To approach this task, we set the stage by clarifying briefly what the terms 'narrative' and 'curriculum' refer to. We then examine the underlying assumptions and expectations of the conventional curriculum of preservice teacher education. At this point the narrative perspective is used to critique this conventional view and propose a new way of thinking about preservice preparation. We conclude with a discussion of how teacher education might be redesigned if the narrative perspective were taken seriously.
The terms 'narrative' and 'curriculum' are basic to this deliberation, so it is important to be clear about how they are being used here.
At its core, a narrative perspective holds that human beings have a universal predisposition to 'story' their experience, that is, to impose a narrative interpretation on information and experience. At a very basic level, 'Stories consist . . . of events, characters, and settings arranged in a temporal sequence implying both causality and significance' (Carter 1993: 6). Thus, a story carries information about how things work and what meanings events have. In addition, stories are told to someone, an imagined reader, by someone, an implicit or explicit observer/narrator, who recounts the events and often presumes to know what the characters are thinking. A story also contains information about presumed intention and motivation as well as a sense of audience, of who is looking in on events. Finally, a story by its very nature resists singular interpretation. In Iser's (1996: 19) words, story 'launches multifarious patterns'. A story captures nuance, indeterminacy and interconnectedness in ways that defy formalistic expression and expand the possibilities for interpretation and understanding.
From a narrative standpoint, teachers (and everyone else, for that matter) live storied lives (Bruner 1985), and therefore 'think, perceive, imagine, and make moral choices according to narrative structures' (Sarbin 1986: 8). We as human beings tend, in other words, to interpret our lives by weaving comprehensive frameworks in which the incidents, people, actions, emotions, ideas, and settings of our experience are brought together, interrelated, and situated. In this process we sort through our experiences, dividing the pertinent from the extraneous and filling in the gaps as we construct sensible renderings or accounts of our personal histories.
* * * * *
**Exercise goal:**
In the passage on narrative and teacher education, what does the quotation from Carter say stories consist of?
* * * * *
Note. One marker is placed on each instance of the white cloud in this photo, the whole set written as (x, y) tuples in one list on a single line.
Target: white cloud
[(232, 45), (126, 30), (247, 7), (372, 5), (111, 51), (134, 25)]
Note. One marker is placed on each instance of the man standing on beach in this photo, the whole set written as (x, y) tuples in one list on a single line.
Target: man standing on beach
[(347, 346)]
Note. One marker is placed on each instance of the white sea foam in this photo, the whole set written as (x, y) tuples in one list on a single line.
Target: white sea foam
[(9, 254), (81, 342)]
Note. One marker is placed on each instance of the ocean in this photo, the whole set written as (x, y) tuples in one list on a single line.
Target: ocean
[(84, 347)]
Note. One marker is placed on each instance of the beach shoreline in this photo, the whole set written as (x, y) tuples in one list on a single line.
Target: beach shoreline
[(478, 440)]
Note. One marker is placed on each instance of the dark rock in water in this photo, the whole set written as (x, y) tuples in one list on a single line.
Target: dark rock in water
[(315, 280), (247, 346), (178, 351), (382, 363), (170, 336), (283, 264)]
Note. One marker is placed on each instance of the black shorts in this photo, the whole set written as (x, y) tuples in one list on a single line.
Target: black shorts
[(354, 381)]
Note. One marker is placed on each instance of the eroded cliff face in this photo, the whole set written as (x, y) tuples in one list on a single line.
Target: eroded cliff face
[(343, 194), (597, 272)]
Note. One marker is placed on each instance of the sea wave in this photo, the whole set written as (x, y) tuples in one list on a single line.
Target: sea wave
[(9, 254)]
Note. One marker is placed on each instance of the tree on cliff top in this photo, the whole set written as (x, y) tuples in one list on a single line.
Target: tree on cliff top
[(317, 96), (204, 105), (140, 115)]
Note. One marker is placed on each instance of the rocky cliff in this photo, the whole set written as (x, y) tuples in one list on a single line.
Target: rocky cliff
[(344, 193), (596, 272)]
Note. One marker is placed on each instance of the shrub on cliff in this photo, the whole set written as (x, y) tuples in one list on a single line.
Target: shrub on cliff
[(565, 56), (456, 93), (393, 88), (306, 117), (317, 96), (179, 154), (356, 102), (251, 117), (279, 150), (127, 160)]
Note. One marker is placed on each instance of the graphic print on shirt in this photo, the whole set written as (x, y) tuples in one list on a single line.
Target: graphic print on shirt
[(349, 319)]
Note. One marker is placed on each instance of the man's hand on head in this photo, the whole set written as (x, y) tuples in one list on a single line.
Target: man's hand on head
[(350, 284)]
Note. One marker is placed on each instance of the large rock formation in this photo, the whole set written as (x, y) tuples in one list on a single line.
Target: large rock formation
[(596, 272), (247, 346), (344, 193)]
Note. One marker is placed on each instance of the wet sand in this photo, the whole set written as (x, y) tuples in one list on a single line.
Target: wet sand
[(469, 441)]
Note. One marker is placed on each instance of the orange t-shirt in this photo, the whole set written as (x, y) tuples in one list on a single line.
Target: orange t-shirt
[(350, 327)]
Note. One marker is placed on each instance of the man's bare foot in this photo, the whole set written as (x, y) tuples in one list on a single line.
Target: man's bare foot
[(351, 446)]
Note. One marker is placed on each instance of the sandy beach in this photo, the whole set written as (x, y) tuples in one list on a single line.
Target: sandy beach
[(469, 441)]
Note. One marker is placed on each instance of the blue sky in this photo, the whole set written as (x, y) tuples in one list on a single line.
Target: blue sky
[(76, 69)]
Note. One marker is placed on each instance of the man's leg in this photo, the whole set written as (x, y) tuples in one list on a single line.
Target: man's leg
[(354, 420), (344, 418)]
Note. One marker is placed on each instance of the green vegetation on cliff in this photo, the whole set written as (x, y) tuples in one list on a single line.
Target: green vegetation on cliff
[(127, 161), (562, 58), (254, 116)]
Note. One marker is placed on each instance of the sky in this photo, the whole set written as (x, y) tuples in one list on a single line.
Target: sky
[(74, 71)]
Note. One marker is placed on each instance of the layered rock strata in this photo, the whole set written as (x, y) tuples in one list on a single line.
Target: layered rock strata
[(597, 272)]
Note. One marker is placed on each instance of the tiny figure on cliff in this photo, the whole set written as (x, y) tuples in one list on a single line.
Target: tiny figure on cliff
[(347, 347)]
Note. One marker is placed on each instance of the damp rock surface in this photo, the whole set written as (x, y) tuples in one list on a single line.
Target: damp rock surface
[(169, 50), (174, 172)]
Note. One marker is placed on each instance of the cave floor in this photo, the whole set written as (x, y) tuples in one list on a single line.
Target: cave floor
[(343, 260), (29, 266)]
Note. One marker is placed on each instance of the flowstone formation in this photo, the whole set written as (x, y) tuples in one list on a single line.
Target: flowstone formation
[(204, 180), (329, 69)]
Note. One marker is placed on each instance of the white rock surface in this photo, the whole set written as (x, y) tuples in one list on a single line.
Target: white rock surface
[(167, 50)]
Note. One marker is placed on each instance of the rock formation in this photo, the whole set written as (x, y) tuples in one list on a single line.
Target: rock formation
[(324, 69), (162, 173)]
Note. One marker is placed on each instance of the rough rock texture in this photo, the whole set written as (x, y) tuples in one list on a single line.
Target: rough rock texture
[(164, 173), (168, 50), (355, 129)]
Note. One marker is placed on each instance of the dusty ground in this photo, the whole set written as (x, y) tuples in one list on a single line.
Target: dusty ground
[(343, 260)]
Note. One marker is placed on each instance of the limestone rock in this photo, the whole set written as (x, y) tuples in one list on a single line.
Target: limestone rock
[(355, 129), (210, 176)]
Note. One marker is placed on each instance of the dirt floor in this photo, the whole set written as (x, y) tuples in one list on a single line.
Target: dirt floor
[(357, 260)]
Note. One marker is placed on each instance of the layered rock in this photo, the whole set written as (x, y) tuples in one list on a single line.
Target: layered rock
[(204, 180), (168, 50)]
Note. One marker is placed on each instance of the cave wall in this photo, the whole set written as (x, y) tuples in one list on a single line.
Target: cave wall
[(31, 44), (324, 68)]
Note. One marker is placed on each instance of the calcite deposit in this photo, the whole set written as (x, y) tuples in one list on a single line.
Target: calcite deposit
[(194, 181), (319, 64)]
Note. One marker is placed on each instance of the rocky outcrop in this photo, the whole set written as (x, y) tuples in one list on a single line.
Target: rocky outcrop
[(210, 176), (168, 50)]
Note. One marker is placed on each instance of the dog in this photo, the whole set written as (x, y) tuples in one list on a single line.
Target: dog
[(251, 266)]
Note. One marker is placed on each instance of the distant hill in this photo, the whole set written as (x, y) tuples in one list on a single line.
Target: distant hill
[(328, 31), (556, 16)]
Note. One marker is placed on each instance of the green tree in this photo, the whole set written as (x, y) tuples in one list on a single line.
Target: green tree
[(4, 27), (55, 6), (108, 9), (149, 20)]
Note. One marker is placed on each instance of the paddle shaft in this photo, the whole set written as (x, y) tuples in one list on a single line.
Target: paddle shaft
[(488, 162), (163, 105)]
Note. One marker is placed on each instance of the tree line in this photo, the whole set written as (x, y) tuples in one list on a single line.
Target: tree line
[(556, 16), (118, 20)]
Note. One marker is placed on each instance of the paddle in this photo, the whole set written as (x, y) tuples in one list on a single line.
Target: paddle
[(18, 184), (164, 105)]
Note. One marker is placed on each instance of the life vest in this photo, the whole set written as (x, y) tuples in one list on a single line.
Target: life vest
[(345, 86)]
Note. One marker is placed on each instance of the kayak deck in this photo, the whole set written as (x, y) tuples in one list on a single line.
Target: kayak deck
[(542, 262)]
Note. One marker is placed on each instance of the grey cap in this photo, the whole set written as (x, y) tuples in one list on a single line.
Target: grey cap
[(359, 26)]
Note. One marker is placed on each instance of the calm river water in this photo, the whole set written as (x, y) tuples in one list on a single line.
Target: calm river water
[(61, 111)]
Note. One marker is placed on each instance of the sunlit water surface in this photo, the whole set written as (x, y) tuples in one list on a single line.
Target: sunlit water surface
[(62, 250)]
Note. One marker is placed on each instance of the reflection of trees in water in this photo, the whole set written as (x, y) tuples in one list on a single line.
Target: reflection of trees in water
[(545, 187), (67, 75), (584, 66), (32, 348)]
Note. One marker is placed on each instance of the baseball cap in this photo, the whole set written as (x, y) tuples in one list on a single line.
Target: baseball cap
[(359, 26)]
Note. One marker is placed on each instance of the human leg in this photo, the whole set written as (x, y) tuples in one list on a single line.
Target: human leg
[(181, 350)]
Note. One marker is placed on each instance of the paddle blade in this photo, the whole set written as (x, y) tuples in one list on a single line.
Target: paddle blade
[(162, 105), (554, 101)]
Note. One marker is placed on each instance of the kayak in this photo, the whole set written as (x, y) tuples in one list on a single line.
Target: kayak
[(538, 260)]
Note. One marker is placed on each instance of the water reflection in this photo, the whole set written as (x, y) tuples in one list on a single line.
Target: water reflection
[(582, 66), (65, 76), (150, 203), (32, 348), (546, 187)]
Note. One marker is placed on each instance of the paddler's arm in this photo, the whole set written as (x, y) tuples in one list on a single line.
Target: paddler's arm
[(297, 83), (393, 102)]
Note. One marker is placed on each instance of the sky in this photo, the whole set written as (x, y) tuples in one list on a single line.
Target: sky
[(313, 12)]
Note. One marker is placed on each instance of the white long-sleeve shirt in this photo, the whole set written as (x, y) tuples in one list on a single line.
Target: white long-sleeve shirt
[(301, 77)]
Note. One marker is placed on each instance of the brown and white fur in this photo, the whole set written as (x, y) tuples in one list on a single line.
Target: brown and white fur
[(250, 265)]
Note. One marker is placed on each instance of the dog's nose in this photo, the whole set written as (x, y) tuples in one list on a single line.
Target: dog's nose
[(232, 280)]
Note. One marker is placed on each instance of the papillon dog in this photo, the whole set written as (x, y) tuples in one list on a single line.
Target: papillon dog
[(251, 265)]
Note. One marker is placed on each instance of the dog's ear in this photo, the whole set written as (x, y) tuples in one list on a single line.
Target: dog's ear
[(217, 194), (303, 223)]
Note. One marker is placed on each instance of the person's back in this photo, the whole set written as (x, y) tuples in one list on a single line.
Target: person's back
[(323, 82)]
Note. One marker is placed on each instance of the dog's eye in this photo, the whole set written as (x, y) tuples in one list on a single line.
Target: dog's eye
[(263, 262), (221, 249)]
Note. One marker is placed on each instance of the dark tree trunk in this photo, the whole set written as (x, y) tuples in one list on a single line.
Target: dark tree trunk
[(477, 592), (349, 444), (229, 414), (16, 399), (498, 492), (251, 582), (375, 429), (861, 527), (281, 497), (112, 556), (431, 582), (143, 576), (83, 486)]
* * * * *
**Exercise answer:**
Events, characters, and settings arranged in a temporal sequence implying both causality and significance.